# ABOUT THIS TASK:
Starting at the line that has "point: red jacket" and stopping after the line that has "point: woman walking", reproduce the listing below exactly; omit everything else.
BEGIN EXCERPTED DATA
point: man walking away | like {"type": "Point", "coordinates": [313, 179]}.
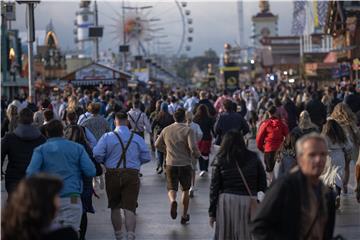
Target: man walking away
{"type": "Point", "coordinates": [299, 206]}
{"type": "Point", "coordinates": [138, 120]}
{"type": "Point", "coordinates": [178, 141]}
{"type": "Point", "coordinates": [123, 153]}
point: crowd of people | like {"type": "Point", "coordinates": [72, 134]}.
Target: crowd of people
{"type": "Point", "coordinates": [308, 137]}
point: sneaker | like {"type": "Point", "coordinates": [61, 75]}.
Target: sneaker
{"type": "Point", "coordinates": [173, 210]}
{"type": "Point", "coordinates": [345, 189]}
{"type": "Point", "coordinates": [185, 219]}
{"type": "Point", "coordinates": [120, 235]}
{"type": "Point", "coordinates": [191, 192]}
{"type": "Point", "coordinates": [130, 236]}
{"type": "Point", "coordinates": [337, 202]}
{"type": "Point", "coordinates": [160, 170]}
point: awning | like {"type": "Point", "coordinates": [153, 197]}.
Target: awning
{"type": "Point", "coordinates": [93, 82]}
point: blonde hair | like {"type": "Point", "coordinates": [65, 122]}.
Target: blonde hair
{"type": "Point", "coordinates": [311, 136]}
{"type": "Point", "coordinates": [189, 116]}
{"type": "Point", "coordinates": [305, 121]}
{"type": "Point", "coordinates": [11, 112]}
{"type": "Point", "coordinates": [72, 104]}
{"type": "Point", "coordinates": [343, 114]}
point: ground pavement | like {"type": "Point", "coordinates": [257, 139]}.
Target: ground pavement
{"type": "Point", "coordinates": [154, 221]}
{"type": "Point", "coordinates": [153, 217]}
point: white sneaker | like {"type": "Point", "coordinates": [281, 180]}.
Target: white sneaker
{"type": "Point", "coordinates": [191, 192]}
{"type": "Point", "coordinates": [120, 235]}
{"type": "Point", "coordinates": [102, 182]}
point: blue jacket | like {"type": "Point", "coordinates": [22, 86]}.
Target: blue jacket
{"type": "Point", "coordinates": [65, 159]}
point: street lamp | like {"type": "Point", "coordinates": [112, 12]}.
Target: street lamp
{"type": "Point", "coordinates": [31, 38]}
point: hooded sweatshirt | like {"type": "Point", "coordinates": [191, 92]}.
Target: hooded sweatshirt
{"type": "Point", "coordinates": [271, 134]}
{"type": "Point", "coordinates": [18, 146]}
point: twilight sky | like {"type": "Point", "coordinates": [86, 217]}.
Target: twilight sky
{"type": "Point", "coordinates": [215, 22]}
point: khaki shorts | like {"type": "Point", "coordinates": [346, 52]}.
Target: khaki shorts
{"type": "Point", "coordinates": [176, 174]}
{"type": "Point", "coordinates": [122, 188]}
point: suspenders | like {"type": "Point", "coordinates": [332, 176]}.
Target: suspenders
{"type": "Point", "coordinates": [124, 149]}
{"type": "Point", "coordinates": [136, 128]}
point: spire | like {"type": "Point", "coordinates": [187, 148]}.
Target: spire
{"type": "Point", "coordinates": [264, 6]}
{"type": "Point", "coordinates": [50, 26]}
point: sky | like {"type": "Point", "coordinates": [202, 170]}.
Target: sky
{"type": "Point", "coordinates": [214, 22]}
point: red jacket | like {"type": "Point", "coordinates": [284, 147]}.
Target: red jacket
{"type": "Point", "coordinates": [271, 134]}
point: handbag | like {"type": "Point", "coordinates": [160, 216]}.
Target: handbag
{"type": "Point", "coordinates": [253, 201]}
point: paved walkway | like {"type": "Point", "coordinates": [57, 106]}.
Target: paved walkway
{"type": "Point", "coordinates": [154, 222]}
{"type": "Point", "coordinates": [153, 215]}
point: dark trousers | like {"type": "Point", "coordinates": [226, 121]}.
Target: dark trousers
{"type": "Point", "coordinates": [161, 158]}
{"type": "Point", "coordinates": [83, 226]}
{"type": "Point", "coordinates": [204, 164]}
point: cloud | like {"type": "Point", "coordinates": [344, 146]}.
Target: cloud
{"type": "Point", "coordinates": [214, 22]}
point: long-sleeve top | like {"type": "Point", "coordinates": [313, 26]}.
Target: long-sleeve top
{"type": "Point", "coordinates": [90, 137]}
{"type": "Point", "coordinates": [290, 207]}
{"type": "Point", "coordinates": [139, 121]}
{"type": "Point", "coordinates": [65, 159]}
{"type": "Point", "coordinates": [173, 107]}
{"type": "Point", "coordinates": [178, 140]}
{"type": "Point", "coordinates": [28, 137]}
{"type": "Point", "coordinates": [108, 150]}
{"type": "Point", "coordinates": [227, 179]}
{"type": "Point", "coordinates": [83, 117]}
{"type": "Point", "coordinates": [271, 134]}
{"type": "Point", "coordinates": [207, 127]}
{"type": "Point", "coordinates": [219, 103]}
{"type": "Point", "coordinates": [190, 103]}
{"type": "Point", "coordinates": [97, 125]}
{"type": "Point", "coordinates": [228, 121]}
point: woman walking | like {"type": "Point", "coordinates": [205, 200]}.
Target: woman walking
{"type": "Point", "coordinates": [76, 133]}
{"type": "Point", "coordinates": [31, 209]}
{"type": "Point", "coordinates": [238, 175]}
{"type": "Point", "coordinates": [286, 156]}
{"type": "Point", "coordinates": [198, 135]}
{"type": "Point", "coordinates": [161, 121]}
{"type": "Point", "coordinates": [339, 148]}
{"type": "Point", "coordinates": [11, 120]}
{"type": "Point", "coordinates": [343, 115]}
{"type": "Point", "coordinates": [305, 125]}
{"type": "Point", "coordinates": [206, 123]}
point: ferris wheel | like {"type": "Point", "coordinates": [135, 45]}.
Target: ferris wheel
{"type": "Point", "coordinates": [147, 30]}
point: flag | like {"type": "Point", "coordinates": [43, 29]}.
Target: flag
{"type": "Point", "coordinates": [231, 78]}
{"type": "Point", "coordinates": [299, 18]}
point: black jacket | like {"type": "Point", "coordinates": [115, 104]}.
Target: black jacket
{"type": "Point", "coordinates": [292, 114]}
{"type": "Point", "coordinates": [279, 215]}
{"type": "Point", "coordinates": [227, 179]}
{"type": "Point", "coordinates": [317, 112]}
{"type": "Point", "coordinates": [161, 121]}
{"type": "Point", "coordinates": [209, 105]}
{"type": "Point", "coordinates": [228, 121]}
{"type": "Point", "coordinates": [207, 127]}
{"type": "Point", "coordinates": [18, 147]}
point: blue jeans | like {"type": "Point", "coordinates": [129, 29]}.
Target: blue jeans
{"type": "Point", "coordinates": [69, 213]}
{"type": "Point", "coordinates": [160, 158]}
{"type": "Point", "coordinates": [204, 164]}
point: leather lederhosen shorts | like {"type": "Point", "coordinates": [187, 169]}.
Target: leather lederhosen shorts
{"type": "Point", "coordinates": [122, 188]}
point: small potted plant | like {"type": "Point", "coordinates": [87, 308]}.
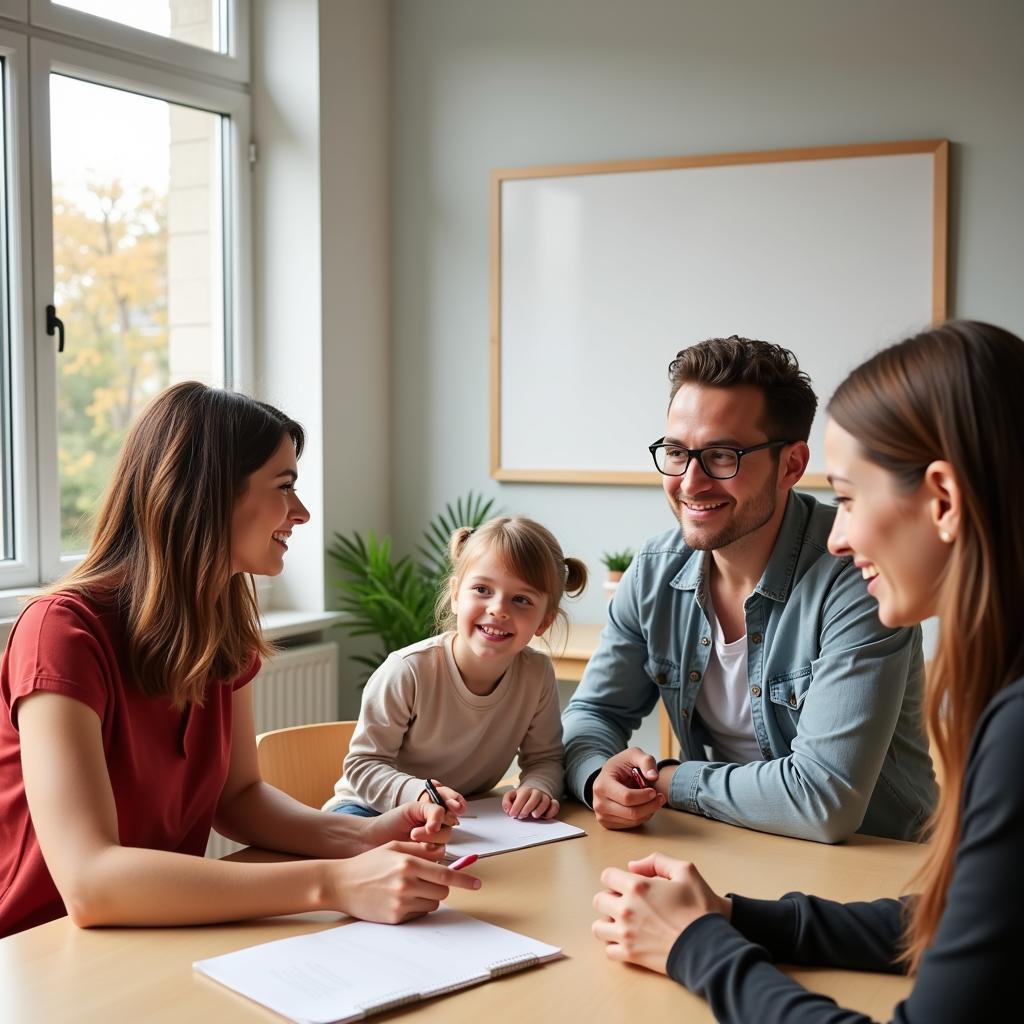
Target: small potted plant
{"type": "Point", "coordinates": [616, 562]}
END EXCERPTED DATA
# YOUR SOLUTION:
point: red jacket | like {"type": "Point", "coordinates": [284, 147]}.
Target: red jacket
{"type": "Point", "coordinates": [271, 134]}
point: handbag | like {"type": "Point", "coordinates": [160, 216]}.
Target: handbag
{"type": "Point", "coordinates": [253, 201]}
point: paved walkway | like {"type": "Point", "coordinates": [57, 106]}.
Target: paved walkway
{"type": "Point", "coordinates": [154, 222]}
{"type": "Point", "coordinates": [153, 215]}
point: dark trousers | like {"type": "Point", "coordinates": [226, 121]}.
Target: dark trousers
{"type": "Point", "coordinates": [161, 158]}
{"type": "Point", "coordinates": [83, 226]}
{"type": "Point", "coordinates": [204, 164]}
point: cloud | like {"type": "Point", "coordinates": [344, 146]}.
Target: cloud
{"type": "Point", "coordinates": [214, 22]}
point: long-sleeve top | like {"type": "Point", "coordinates": [313, 26]}.
Target: long-sleeve top
{"type": "Point", "coordinates": [90, 137]}
{"type": "Point", "coordinates": [290, 207]}
{"type": "Point", "coordinates": [139, 121]}
{"type": "Point", "coordinates": [65, 159]}
{"type": "Point", "coordinates": [173, 107]}
{"type": "Point", "coordinates": [178, 140]}
{"type": "Point", "coordinates": [28, 137]}
{"type": "Point", "coordinates": [108, 150]}
{"type": "Point", "coordinates": [227, 179]}
{"type": "Point", "coordinates": [83, 117]}
{"type": "Point", "coordinates": [271, 134]}
{"type": "Point", "coordinates": [207, 127]}
{"type": "Point", "coordinates": [219, 103]}
{"type": "Point", "coordinates": [190, 103]}
{"type": "Point", "coordinates": [97, 125]}
{"type": "Point", "coordinates": [228, 121]}
point: woman walking | like {"type": "Point", "coordinates": [205, 200]}.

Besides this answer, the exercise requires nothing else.